Welche Zeilen unten enthalten das Wort „white“? Bestimme sie und schreib jede davon vollständig ab.

(Zeilen aus einer Datenquelle)
______

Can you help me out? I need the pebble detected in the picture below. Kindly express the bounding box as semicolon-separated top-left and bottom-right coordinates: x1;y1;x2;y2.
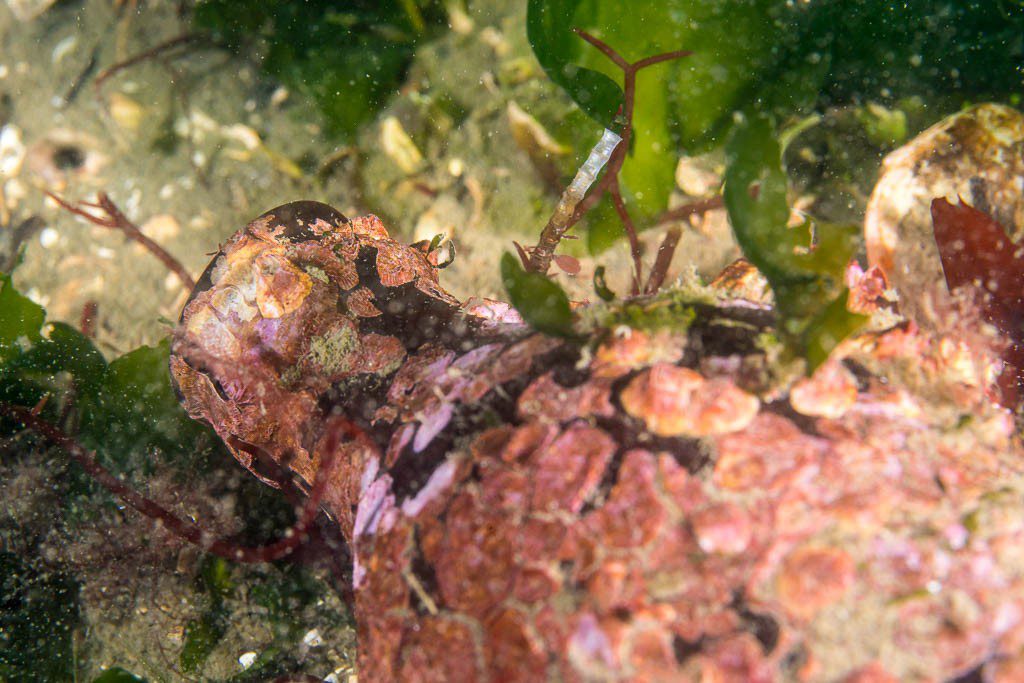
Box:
39;227;60;249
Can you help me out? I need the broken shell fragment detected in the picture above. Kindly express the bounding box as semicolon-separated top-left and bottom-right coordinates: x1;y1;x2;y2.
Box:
790;358;857;420
864;103;1024;325
622;365;761;436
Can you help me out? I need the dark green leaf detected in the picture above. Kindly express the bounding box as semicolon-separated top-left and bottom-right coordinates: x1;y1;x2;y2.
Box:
502;253;572;337
0;273;46;362
194;0;447;137
92;667;146;683
724;115;863;370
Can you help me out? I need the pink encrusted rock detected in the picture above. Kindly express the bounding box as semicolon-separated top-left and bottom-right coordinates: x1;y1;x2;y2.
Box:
790;358;857;420
690;503;751;555
777;547;856;620
843;661;899;683
172;204;1024;683
622;365;761;436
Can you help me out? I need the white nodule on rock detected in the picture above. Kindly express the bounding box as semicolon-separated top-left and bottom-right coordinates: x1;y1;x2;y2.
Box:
0;124;25;178
401;460;456;517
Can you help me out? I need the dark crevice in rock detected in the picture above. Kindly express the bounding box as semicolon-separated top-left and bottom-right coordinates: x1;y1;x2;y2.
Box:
672;635;705;664
409;535;443;614
732;593;781;654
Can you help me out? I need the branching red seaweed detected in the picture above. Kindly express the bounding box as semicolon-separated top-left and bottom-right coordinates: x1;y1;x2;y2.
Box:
0;402;350;562
528;29;692;295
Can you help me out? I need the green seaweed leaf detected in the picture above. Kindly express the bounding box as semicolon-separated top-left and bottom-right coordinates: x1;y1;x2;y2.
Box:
502;253;573;337
0;552;80;681
527;0;1024;253
92;667;146;683
724;115;863;370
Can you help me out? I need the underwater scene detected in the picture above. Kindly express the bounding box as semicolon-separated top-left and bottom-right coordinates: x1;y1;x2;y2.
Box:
0;0;1024;683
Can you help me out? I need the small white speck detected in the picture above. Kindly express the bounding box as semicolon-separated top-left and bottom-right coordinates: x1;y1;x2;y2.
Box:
39;227;60;249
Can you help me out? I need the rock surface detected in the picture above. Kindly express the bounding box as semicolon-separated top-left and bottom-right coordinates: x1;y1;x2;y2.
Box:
864;103;1024;326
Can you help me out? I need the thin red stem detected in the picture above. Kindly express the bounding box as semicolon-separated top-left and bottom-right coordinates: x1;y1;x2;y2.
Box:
608;180;643;295
631;50;693;71
43;189;196;292
0;402;352;562
572;28;630;71
534;28;692;282
92;33;201;93
644;225;683;294
655;195;725;225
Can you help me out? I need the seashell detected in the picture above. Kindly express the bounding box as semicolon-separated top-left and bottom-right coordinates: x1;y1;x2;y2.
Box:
0;124;25;178
26;128;110;191
7;0;56;22
109;92;145;131
864;103;1024;324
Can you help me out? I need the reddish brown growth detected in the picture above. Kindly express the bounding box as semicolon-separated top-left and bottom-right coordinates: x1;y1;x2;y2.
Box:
932;197;1024;405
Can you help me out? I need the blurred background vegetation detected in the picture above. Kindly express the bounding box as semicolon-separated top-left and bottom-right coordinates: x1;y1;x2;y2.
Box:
0;0;1024;681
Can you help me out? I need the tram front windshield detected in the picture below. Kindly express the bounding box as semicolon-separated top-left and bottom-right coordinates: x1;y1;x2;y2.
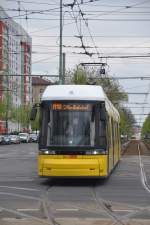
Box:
40;102;106;147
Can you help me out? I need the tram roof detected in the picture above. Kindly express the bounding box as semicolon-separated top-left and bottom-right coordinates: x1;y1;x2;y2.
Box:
41;85;106;101
41;85;119;118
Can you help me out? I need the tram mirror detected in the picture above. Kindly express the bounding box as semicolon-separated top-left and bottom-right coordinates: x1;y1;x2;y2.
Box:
100;105;107;121
30;105;37;120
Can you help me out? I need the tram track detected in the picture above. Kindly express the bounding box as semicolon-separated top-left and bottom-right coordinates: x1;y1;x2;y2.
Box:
0;142;150;225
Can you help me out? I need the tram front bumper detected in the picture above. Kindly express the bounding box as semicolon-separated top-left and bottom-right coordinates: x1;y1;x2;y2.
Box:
39;159;100;177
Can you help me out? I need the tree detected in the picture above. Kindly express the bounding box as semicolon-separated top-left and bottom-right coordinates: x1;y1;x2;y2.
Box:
142;114;150;138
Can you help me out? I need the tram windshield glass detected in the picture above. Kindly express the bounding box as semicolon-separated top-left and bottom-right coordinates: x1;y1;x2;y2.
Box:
40;102;106;147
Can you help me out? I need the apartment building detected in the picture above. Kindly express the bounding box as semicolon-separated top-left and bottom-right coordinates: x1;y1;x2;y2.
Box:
0;7;32;107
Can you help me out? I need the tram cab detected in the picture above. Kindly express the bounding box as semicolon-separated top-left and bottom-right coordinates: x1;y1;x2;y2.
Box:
31;85;120;177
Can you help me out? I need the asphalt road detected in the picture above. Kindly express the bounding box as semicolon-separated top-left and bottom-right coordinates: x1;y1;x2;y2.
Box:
0;143;150;221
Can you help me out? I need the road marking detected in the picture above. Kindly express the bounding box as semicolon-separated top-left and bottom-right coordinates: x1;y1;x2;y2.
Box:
0;186;40;191
17;209;39;212
56;209;79;211
138;144;150;193
112;209;135;212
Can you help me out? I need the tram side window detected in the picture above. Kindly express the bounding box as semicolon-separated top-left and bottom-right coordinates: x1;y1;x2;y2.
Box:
99;120;106;148
40;106;50;146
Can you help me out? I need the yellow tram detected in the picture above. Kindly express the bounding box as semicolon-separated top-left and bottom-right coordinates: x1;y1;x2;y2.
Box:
31;85;120;178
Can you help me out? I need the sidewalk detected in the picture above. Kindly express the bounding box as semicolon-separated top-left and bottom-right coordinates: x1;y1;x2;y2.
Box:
0;218;150;225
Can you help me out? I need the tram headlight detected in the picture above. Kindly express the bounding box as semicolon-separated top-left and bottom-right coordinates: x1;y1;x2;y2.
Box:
39;149;56;155
86;149;106;155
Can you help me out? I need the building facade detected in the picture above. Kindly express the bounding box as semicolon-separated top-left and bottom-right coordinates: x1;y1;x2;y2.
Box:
0;7;32;107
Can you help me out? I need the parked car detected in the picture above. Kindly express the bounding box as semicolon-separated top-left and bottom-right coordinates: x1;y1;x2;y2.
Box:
19;133;30;143
10;135;20;144
0;135;4;145
3;135;11;145
30;133;38;142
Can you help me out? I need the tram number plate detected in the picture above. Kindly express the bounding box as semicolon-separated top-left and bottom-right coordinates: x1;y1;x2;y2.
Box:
64;155;77;159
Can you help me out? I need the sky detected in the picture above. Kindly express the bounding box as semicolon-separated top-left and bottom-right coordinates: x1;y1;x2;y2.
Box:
0;0;150;124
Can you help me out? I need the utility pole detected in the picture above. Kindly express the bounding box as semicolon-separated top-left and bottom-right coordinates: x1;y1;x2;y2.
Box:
59;0;63;84
5;74;9;134
62;53;66;84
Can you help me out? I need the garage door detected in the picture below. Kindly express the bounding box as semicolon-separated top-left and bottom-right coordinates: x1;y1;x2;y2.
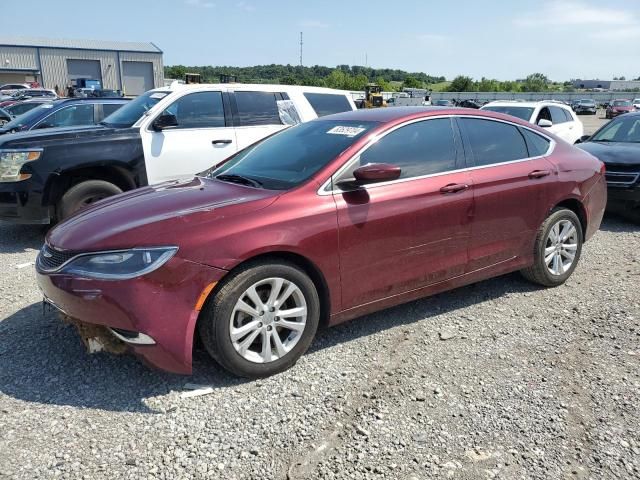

______

**ANTWORT:**
Can you help me out? I need the white nodule on rock detected in the picture above. Kindly express the bounding box as semicolon-separated top-left and bottom-right coordinates: x1;y1;x2;y2.
Can you help me out? I need the small white speck detected in the picture above. Kindly express the bounding box as semicolon-separated top-left and bottom-right coordinates: x1;y1;x2;y2.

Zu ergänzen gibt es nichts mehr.